**GIVEN DATA**
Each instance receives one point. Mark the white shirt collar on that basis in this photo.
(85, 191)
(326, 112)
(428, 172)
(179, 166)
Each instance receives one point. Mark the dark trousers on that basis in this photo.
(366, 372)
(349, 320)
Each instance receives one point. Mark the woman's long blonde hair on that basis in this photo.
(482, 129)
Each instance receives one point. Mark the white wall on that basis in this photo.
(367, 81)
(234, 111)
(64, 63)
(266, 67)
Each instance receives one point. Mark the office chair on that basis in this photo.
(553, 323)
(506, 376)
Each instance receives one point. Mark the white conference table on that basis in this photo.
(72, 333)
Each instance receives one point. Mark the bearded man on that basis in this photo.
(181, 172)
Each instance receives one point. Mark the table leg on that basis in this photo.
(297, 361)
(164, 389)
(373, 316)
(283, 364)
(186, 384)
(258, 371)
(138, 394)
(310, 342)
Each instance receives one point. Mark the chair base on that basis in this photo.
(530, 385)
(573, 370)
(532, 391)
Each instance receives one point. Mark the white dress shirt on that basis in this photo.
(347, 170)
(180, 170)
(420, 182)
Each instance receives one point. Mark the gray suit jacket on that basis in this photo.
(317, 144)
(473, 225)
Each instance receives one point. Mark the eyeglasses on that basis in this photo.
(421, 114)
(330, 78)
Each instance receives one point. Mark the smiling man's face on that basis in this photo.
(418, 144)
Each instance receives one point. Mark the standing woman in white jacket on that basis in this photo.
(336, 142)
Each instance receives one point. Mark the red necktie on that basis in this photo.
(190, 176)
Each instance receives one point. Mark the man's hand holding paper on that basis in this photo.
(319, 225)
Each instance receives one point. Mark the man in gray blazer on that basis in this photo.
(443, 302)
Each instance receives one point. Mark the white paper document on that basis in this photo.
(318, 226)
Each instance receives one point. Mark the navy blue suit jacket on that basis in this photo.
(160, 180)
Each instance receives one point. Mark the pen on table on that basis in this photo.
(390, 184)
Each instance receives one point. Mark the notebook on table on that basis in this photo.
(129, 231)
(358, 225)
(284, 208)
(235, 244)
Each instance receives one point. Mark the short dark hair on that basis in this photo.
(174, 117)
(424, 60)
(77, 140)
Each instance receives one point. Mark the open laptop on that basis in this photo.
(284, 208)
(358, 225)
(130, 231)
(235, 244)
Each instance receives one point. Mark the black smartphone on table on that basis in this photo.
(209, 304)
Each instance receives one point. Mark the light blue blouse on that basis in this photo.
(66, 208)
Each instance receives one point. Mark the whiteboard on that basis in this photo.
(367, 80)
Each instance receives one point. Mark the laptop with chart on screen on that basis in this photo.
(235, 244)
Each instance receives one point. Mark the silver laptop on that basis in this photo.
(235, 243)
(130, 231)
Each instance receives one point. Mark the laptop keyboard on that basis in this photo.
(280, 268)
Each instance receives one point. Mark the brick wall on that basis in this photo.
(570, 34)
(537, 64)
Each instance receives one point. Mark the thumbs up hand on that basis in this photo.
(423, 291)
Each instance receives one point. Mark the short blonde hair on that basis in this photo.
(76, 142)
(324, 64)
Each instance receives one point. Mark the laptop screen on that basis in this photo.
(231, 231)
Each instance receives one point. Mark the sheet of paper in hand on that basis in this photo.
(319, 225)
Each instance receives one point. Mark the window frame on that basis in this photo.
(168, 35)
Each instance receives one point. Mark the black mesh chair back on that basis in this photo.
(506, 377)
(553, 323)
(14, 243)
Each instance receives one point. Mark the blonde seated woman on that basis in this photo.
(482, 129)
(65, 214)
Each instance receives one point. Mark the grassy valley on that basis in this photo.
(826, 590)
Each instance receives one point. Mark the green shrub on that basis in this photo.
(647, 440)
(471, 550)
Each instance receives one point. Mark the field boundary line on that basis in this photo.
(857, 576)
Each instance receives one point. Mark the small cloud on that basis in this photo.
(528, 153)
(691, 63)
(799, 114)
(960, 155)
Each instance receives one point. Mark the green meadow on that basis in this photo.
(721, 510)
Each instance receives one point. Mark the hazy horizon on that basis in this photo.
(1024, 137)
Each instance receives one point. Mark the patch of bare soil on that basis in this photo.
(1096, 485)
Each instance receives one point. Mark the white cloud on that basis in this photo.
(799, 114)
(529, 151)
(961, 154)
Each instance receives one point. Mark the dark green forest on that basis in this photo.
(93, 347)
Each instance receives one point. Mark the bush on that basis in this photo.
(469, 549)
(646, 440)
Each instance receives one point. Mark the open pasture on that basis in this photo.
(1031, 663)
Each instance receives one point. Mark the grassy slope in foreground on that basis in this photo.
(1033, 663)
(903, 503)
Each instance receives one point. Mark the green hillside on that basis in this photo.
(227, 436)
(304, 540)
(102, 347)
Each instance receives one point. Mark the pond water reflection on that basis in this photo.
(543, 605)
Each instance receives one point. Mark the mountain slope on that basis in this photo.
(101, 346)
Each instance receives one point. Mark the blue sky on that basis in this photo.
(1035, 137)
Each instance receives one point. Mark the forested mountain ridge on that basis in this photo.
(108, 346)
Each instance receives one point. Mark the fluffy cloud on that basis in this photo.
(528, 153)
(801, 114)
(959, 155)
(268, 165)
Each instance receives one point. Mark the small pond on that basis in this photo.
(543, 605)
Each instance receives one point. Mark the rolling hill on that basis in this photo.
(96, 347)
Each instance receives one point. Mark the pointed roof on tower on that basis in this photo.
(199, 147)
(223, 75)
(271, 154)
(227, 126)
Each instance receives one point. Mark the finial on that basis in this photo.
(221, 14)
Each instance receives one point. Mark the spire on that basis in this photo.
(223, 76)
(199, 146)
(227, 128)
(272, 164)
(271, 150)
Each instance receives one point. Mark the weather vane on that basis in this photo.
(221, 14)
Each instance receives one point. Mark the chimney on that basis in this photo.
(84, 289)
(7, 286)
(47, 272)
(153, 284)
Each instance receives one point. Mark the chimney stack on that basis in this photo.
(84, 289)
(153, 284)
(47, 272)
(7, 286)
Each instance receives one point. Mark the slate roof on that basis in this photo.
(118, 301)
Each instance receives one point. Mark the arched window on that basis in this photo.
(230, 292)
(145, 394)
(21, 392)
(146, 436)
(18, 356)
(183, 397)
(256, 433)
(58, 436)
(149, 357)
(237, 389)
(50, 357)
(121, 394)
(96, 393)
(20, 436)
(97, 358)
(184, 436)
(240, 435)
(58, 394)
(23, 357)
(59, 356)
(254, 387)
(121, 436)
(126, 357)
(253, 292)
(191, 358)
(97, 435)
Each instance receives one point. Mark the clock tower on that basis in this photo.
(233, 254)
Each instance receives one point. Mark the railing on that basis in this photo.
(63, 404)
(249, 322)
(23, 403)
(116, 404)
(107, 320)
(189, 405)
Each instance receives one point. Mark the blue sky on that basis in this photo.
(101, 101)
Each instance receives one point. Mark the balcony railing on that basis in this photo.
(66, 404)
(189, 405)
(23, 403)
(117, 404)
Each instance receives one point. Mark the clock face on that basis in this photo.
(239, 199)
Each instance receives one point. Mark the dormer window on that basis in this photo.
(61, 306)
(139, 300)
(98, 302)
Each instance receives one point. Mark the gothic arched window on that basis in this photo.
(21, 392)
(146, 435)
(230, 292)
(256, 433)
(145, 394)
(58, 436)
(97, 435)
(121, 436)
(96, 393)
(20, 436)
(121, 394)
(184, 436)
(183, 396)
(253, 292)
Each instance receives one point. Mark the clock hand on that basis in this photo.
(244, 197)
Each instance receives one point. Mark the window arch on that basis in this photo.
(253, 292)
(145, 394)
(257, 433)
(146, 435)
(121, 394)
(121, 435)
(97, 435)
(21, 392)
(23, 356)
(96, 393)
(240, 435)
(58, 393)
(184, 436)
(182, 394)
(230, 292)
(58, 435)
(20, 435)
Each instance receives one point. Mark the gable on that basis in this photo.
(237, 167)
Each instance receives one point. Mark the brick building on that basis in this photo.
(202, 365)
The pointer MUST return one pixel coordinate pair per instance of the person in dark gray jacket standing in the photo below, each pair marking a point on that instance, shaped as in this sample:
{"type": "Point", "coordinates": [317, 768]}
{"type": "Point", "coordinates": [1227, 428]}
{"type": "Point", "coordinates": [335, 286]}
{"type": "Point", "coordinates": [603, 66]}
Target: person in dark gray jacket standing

**REQUIREMENTS**
Give the rows above again, from the one containing "Each instance receives one point. Mark the gothic" through the end of the rows, both included, switching "window arch" to "window frame" and leaving everything else unchanged.

**PROBLEM SOLUTION**
Each instance receives one point. Mark the gothic arched window on that basis in this photo.
(21, 392)
(146, 435)
(230, 292)
(256, 433)
(145, 394)
(58, 436)
(97, 435)
(121, 436)
(96, 393)
(20, 436)
(121, 394)
(184, 436)
(183, 396)
(253, 292)
Each instance receives one point. Mark the clock hand on that basis in this photo.
(244, 197)
Each instance receives one point. Mark the window frame on that basis in this photo.
(253, 292)
(145, 394)
(257, 433)
(146, 435)
(121, 394)
(121, 435)
(97, 435)
(21, 392)
(23, 356)
(96, 393)
(240, 435)
(58, 393)
(184, 436)
(182, 394)
(230, 292)
(58, 435)
(20, 435)
Each instance receives one point. Mark the gable on that basis in this photo.
(237, 167)
Each instance receives one point. Mark the brick building on that basis in this photo.
(202, 365)
The pointer MUST return one pixel coordinate pair per instance of the person in dark gray jacket standing in the photo below, each pair marking a point on that instance, shaped as in this sample:
{"type": "Point", "coordinates": [317, 768]}
{"type": "Point", "coordinates": [1227, 428]}
{"type": "Point", "coordinates": [335, 286]}
{"type": "Point", "coordinates": [603, 66]}
Target: person in dark gray jacket standing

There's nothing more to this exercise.